WHAT TO DO:
Report how many lines in the listing below contain the string "refrigerator", with uppercase and lowercase letters treated as different. Give only the number.

## Start

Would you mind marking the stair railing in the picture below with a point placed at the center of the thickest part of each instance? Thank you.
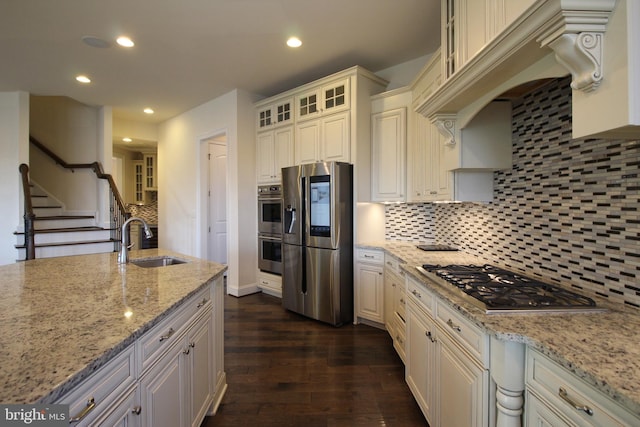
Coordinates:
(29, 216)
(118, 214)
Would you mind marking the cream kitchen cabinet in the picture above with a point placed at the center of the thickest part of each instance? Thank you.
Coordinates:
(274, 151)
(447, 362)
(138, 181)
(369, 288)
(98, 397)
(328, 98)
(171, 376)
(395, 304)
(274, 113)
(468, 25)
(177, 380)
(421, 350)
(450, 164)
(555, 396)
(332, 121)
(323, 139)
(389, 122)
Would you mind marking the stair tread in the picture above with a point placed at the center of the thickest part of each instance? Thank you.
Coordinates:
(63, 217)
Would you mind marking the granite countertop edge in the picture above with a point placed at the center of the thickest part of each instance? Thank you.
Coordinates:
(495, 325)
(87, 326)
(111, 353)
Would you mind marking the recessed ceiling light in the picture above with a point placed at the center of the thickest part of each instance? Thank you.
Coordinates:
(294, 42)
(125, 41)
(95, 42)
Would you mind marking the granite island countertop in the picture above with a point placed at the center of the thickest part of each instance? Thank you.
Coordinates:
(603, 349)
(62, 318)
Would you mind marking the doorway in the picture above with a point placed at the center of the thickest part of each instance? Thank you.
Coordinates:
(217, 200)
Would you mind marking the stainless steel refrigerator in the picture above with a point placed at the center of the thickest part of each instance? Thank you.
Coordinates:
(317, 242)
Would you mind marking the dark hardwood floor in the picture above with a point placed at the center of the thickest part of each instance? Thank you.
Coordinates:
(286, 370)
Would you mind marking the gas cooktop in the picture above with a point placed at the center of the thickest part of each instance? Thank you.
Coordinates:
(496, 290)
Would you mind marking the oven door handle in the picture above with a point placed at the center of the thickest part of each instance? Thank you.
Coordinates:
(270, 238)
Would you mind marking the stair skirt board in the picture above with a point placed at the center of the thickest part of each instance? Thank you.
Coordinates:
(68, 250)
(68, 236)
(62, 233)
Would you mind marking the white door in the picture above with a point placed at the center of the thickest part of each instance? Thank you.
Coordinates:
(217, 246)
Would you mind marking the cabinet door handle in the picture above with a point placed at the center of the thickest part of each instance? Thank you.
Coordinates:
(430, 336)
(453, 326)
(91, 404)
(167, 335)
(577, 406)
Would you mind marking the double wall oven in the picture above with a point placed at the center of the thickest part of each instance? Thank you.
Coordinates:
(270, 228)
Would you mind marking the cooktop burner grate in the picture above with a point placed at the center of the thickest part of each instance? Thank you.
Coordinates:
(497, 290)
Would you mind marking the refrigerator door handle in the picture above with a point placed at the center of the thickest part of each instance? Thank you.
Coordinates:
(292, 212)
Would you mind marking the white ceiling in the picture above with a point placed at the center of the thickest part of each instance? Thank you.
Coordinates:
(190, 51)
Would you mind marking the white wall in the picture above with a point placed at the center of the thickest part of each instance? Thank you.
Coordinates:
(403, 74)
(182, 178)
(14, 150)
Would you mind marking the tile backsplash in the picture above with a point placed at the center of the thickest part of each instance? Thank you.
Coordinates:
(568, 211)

## End
## Start

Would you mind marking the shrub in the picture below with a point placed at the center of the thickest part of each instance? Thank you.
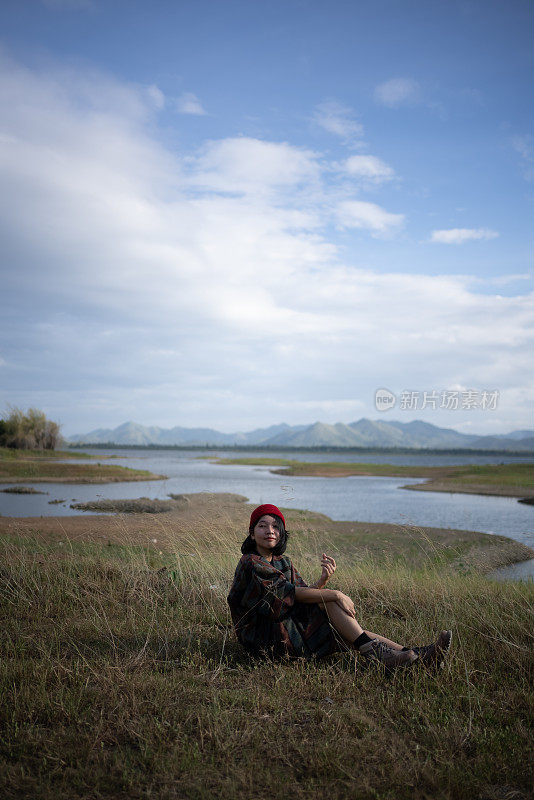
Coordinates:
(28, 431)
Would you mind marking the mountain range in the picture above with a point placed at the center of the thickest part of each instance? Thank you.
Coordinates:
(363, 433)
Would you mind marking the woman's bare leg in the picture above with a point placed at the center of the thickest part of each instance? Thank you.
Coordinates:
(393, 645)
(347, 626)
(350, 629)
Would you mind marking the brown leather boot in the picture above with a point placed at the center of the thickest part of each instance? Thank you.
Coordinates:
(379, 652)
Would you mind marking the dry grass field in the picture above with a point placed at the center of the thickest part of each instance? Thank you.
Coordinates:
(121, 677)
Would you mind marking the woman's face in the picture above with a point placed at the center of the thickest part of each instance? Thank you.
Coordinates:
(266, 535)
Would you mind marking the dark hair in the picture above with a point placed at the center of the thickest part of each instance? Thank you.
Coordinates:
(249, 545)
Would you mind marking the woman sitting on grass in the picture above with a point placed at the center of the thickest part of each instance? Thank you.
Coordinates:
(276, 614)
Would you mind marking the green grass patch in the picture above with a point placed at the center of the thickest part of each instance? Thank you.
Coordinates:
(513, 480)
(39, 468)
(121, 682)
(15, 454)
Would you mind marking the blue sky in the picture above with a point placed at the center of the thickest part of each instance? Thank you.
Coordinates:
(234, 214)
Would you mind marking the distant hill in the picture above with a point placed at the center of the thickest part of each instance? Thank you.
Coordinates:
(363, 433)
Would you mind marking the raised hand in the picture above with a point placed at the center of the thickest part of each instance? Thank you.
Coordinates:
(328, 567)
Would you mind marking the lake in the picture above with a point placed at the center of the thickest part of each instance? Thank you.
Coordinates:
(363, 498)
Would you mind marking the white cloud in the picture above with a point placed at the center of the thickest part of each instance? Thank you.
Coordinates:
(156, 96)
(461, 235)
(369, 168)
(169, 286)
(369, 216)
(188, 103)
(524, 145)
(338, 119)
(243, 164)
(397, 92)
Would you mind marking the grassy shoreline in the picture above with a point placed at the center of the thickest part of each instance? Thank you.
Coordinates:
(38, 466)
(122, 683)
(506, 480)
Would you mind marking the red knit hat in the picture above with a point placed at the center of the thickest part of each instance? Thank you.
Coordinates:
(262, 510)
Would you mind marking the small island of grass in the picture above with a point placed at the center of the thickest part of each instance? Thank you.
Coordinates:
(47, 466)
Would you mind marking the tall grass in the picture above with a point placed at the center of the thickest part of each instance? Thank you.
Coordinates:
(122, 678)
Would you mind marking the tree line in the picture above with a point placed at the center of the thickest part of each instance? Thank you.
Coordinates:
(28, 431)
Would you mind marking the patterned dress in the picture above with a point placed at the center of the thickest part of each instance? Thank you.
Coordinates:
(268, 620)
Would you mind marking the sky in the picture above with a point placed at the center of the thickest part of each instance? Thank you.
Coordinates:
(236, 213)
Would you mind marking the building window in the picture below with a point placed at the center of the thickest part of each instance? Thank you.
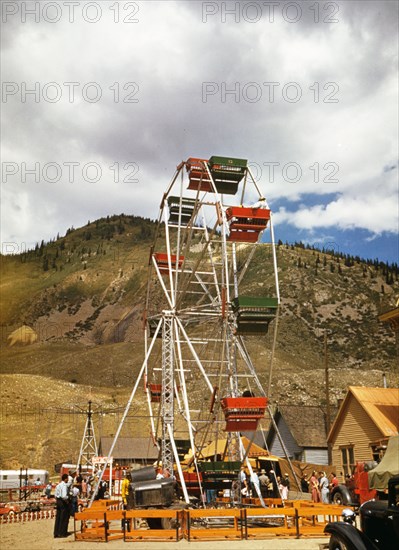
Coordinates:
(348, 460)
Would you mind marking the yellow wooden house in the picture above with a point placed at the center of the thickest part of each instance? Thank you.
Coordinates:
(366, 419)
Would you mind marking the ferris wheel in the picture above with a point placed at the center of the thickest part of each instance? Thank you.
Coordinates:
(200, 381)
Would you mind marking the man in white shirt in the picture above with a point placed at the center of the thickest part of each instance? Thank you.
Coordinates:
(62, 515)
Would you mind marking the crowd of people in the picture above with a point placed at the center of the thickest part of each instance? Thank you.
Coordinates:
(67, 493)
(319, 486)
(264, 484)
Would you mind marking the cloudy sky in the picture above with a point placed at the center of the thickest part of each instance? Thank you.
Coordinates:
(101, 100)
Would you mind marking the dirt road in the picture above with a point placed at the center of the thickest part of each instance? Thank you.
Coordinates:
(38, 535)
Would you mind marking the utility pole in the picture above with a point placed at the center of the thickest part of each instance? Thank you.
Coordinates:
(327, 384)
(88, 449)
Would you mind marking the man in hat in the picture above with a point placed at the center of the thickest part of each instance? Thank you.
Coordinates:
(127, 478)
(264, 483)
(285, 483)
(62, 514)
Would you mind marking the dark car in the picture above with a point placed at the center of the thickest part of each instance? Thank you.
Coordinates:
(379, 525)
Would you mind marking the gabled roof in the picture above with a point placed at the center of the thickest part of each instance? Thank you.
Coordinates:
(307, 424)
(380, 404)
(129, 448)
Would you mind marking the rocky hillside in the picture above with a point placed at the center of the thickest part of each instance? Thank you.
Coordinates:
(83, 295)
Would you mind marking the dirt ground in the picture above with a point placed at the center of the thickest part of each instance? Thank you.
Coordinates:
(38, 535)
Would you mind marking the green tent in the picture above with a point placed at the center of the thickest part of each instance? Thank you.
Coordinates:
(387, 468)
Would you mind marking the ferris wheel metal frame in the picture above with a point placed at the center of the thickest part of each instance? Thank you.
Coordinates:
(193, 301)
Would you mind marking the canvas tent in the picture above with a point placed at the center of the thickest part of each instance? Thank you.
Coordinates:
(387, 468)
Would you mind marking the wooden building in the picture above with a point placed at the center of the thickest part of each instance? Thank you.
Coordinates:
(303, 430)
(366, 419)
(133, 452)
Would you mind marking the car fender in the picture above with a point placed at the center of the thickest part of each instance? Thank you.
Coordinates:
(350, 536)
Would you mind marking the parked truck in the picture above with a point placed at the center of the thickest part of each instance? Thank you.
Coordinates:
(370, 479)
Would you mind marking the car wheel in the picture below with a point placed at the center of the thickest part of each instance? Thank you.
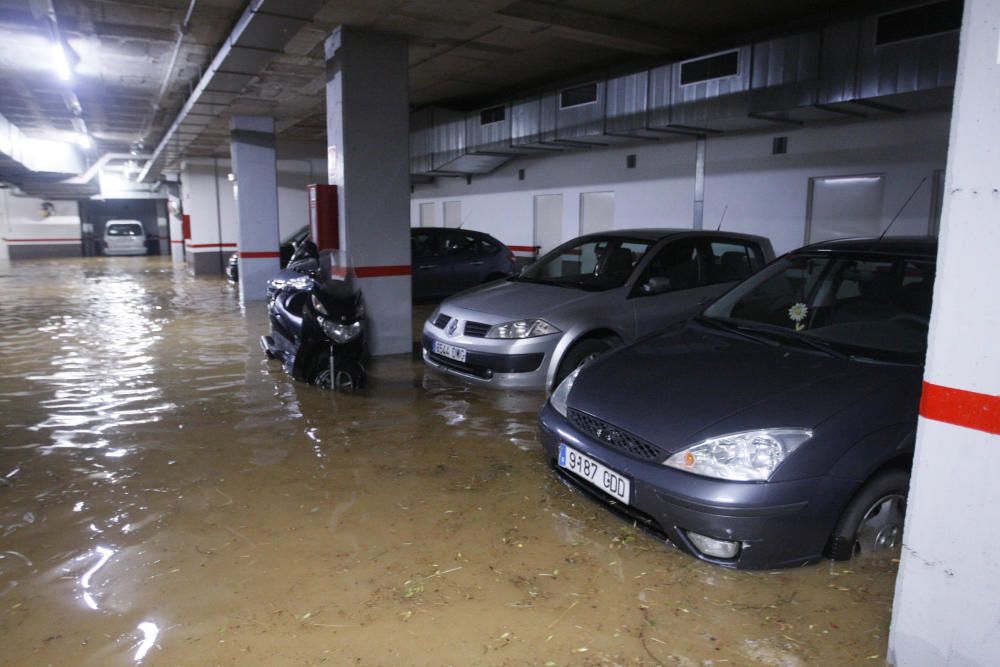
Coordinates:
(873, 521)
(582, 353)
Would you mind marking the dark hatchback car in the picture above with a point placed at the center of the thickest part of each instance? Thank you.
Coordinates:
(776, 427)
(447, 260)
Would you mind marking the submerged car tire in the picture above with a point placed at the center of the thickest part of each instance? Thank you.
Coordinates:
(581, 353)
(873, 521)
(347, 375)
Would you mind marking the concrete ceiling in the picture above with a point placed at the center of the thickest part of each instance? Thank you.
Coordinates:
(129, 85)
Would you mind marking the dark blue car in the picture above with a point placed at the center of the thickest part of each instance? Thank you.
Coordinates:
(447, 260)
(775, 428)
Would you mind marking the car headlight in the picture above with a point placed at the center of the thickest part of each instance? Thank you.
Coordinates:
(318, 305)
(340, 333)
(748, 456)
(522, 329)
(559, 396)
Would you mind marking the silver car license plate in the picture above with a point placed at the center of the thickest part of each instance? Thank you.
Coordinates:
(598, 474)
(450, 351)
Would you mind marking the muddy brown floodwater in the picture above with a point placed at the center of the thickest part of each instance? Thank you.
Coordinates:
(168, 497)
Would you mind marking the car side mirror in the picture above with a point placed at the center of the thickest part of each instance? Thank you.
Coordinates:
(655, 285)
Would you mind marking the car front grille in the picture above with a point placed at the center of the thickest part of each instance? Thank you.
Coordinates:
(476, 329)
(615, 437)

## End
## Start

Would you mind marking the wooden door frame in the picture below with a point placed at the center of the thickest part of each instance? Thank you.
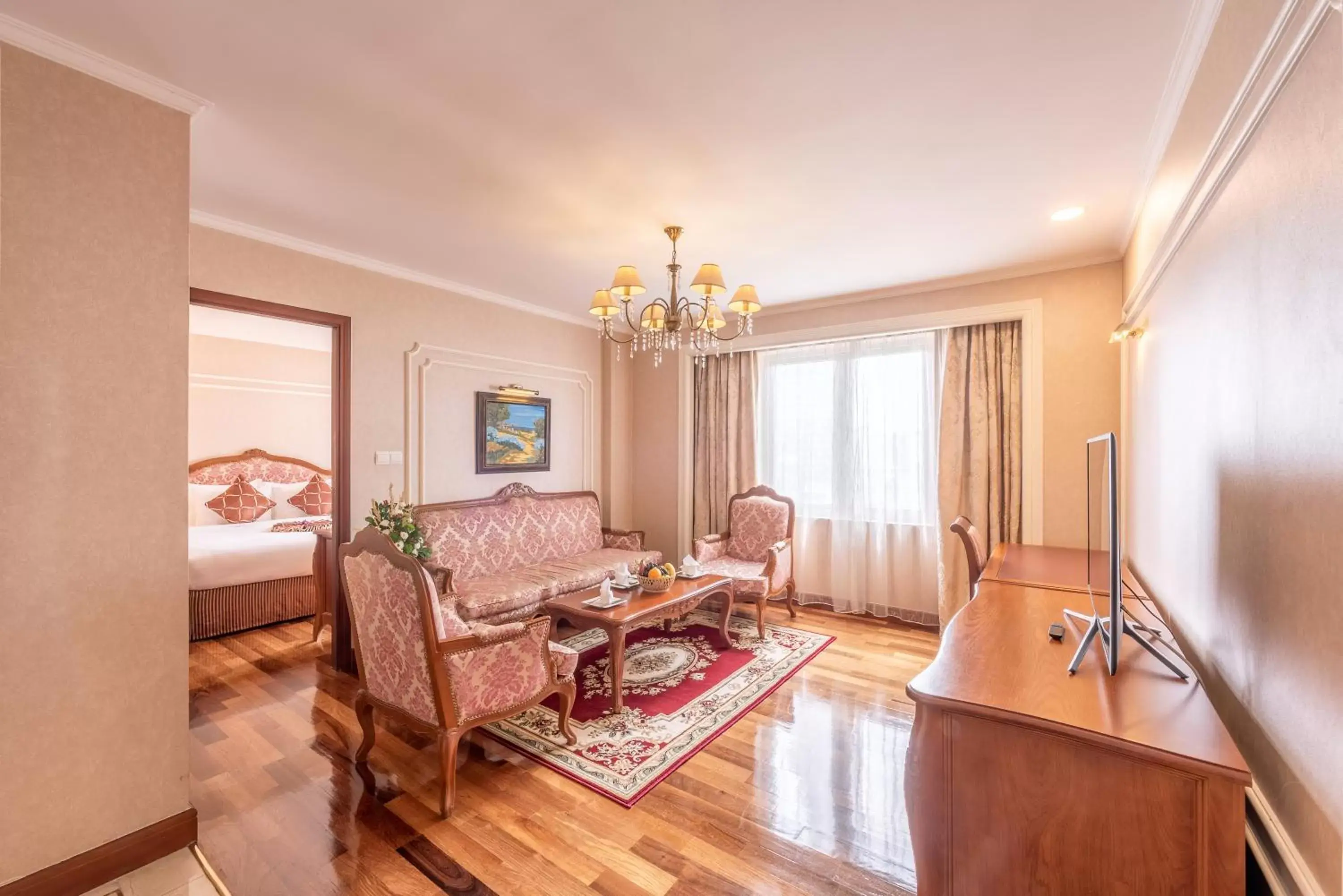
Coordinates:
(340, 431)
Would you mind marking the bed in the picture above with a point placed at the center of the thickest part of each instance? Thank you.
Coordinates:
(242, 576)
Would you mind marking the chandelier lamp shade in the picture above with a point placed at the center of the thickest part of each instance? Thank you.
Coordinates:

## End

OUTPUT FOR THIS TASK:
2